◆ Page:
[extropy-chat] Getting AId to people in need

The Avantguardian avantguardian2020 at yahoo.com
Fri Sep 2 06:47:55 UTC 2005



--- Dan Clemmensen <dgc at cox.net> wrote:


> 
> 
> By contrast, a hurricane-induced break in New
> Orleans' levees was 
> predictable, predicted, and evaluated as the most
> likely major disaster 
> in the US.

Yes but we all know that the people in charge do not
listen to learned experts but instead to a loud
booming voice in their head they call God.

> 
> Humans need a gallon of drinking water a day, plus
> some washing water. 
> Just how hard is it to commandeer all the water
> trucks in the towns 
> along the Lower Mississippi river, place hen in
> barges, and send the to 
> New Orleans? In my (rich) neighborhood, there are
> several companies that 
> have such trucks. Each truck has a 7000-gallon tank.
> the trucks are used 
> to fill swimming pools. 20 trucks a day will support
> 140,000 people. A 
> single tow-boat per day can trivially handle enough
> barges to carry the 
> food and water for 100,000 people.

Yes. Also what they ought to do is bring in powered
and solar stills. The problem is not there isn't any
water there, the problem is that it is contaminated.
Bringing them a gallon of water keeps one of them
hydrated for a day. Bring them a still and that person
can be hydrated indefinately.

> 
> What astounded me was the inattention the press gave
> to the levees. The 
> press did their hurricane thing, looking at the
> "standard" hurricane 
> damage in Biloxi and Gulfport,and they thought New
> Orleans was the same.

◆ Aim of the task: Please repeat word for word the part of the post on getting aid to people in need that opens with the words containing "Yes. Also what" and closes with "it is contaminated.".

[Extracted data entries]
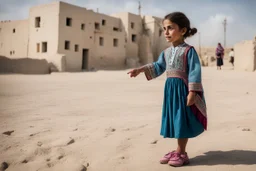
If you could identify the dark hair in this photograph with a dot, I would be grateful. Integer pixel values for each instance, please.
(182, 21)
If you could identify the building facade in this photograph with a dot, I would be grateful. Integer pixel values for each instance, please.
(74, 38)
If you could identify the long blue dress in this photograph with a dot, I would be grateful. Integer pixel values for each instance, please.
(183, 70)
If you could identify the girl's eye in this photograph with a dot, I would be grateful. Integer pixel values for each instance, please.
(168, 28)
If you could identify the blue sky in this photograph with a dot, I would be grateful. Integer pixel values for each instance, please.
(206, 15)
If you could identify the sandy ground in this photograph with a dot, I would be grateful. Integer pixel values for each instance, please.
(106, 121)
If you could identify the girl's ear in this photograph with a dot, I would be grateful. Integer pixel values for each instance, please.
(183, 31)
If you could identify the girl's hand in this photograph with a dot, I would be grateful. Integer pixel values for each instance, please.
(191, 98)
(134, 72)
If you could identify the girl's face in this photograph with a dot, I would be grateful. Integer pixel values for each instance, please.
(172, 32)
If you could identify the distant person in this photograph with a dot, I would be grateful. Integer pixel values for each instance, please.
(220, 55)
(231, 56)
(184, 109)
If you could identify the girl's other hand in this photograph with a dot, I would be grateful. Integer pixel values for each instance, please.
(191, 98)
(134, 72)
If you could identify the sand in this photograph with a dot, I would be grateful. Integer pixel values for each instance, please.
(106, 121)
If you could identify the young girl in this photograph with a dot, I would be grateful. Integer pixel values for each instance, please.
(184, 109)
(220, 55)
(231, 55)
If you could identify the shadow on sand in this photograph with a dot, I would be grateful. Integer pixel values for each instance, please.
(234, 157)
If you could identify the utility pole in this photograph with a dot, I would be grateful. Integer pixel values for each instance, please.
(199, 39)
(225, 25)
(139, 8)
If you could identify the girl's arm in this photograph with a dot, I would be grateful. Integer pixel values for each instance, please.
(155, 69)
(194, 72)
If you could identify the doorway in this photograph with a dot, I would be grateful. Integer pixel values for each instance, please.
(85, 59)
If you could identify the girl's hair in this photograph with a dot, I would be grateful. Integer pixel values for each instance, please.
(182, 21)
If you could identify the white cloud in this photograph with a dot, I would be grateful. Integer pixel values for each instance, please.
(212, 30)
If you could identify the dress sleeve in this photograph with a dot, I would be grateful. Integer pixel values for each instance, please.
(194, 71)
(155, 69)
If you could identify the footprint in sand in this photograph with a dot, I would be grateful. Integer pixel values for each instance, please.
(135, 128)
(8, 132)
(154, 142)
(4, 166)
(109, 131)
(246, 129)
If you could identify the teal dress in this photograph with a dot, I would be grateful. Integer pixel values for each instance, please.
(183, 72)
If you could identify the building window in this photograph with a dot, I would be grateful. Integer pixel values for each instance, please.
(134, 37)
(44, 47)
(132, 25)
(68, 21)
(97, 26)
(38, 47)
(103, 22)
(115, 29)
(37, 22)
(160, 32)
(101, 41)
(115, 42)
(76, 48)
(82, 26)
(67, 45)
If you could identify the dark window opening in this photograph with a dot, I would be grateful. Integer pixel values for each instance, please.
(37, 22)
(101, 41)
(68, 21)
(115, 29)
(103, 22)
(115, 42)
(132, 25)
(82, 26)
(44, 47)
(67, 45)
(76, 48)
(38, 47)
(134, 38)
(97, 26)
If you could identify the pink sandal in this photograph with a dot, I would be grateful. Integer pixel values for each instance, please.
(167, 157)
(178, 160)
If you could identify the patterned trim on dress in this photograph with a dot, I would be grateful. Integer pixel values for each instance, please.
(177, 74)
(149, 71)
(195, 87)
(200, 104)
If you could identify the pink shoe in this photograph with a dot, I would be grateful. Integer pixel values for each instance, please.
(179, 160)
(167, 157)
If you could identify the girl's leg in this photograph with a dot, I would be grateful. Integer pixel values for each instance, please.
(182, 143)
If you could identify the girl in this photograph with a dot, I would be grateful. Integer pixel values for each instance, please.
(220, 55)
(231, 55)
(184, 108)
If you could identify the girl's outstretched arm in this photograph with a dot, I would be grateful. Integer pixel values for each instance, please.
(151, 70)
(155, 69)
(194, 76)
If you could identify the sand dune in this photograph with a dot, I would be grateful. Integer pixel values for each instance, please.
(106, 121)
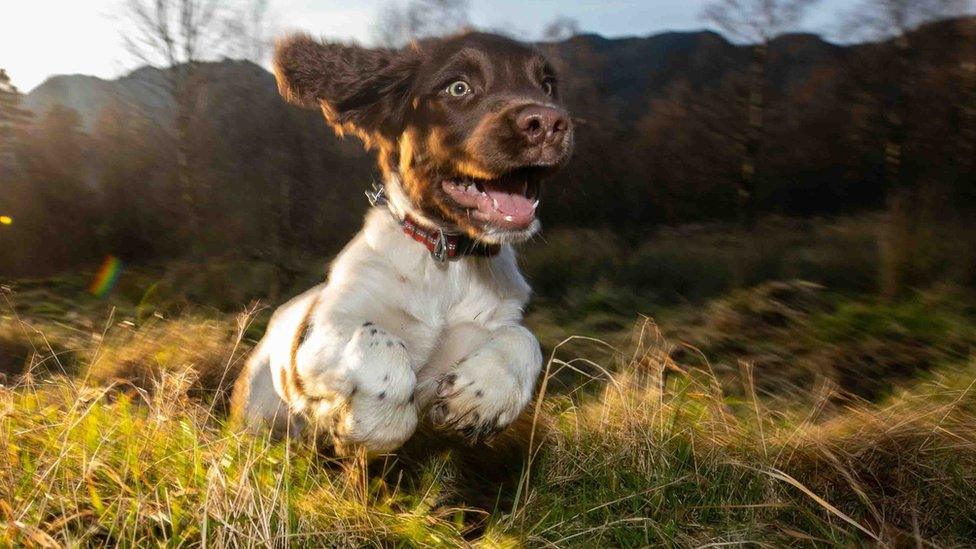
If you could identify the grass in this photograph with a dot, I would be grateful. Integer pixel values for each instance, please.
(764, 411)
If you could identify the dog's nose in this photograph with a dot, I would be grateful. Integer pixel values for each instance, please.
(541, 124)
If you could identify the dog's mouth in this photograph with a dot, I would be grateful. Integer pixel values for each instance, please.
(507, 203)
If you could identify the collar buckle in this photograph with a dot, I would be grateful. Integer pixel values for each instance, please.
(441, 251)
(377, 197)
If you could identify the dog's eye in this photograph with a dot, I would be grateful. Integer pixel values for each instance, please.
(548, 86)
(459, 89)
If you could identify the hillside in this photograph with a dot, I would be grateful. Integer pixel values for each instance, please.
(628, 71)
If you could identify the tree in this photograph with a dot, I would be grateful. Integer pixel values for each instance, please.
(893, 87)
(398, 24)
(893, 21)
(757, 22)
(14, 120)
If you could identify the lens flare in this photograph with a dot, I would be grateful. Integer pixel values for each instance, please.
(106, 277)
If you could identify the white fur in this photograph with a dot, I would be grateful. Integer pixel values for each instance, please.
(445, 337)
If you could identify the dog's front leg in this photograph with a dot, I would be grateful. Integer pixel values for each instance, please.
(357, 381)
(488, 389)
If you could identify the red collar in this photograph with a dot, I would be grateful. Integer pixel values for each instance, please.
(443, 246)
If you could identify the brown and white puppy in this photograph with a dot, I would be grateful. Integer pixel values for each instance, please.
(466, 129)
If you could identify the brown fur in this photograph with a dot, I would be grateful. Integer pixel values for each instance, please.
(395, 101)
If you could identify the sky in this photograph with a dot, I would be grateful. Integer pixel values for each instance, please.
(39, 38)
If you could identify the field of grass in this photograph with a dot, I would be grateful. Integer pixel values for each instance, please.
(757, 410)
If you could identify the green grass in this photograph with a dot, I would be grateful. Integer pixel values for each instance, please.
(654, 456)
(762, 409)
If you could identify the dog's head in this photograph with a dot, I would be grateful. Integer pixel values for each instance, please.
(471, 125)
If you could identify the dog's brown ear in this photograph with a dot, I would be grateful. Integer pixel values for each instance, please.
(359, 89)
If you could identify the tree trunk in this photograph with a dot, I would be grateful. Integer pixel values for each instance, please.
(750, 170)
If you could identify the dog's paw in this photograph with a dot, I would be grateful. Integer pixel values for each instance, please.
(479, 398)
(379, 414)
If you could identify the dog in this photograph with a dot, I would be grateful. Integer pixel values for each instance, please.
(421, 314)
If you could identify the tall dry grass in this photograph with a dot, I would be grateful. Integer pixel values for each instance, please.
(646, 453)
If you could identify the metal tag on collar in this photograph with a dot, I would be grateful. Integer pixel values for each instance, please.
(440, 252)
(377, 197)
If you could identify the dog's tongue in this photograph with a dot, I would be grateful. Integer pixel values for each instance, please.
(510, 210)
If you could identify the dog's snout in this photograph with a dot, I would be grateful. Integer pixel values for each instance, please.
(539, 124)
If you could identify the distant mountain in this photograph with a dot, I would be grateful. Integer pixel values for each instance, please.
(629, 71)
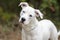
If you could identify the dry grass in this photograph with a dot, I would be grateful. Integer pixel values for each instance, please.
(12, 35)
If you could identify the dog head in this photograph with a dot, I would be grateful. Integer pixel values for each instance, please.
(29, 14)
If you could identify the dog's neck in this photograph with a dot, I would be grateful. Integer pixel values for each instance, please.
(31, 26)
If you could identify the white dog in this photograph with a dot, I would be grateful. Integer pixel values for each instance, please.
(32, 29)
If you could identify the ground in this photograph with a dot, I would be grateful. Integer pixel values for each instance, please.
(12, 35)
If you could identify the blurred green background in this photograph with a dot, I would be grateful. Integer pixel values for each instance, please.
(9, 15)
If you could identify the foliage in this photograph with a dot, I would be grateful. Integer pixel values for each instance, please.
(50, 8)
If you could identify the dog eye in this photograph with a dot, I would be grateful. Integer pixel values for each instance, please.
(30, 15)
(23, 11)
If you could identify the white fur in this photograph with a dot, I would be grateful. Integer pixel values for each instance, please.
(32, 29)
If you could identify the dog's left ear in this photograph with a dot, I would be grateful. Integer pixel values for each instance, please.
(23, 4)
(38, 13)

◆ Response to this exercise:
Yes. Also what they ought to do is bring in powered
and solar stills. The problem is not there isn't any
water there, the problem is that it is contaminated.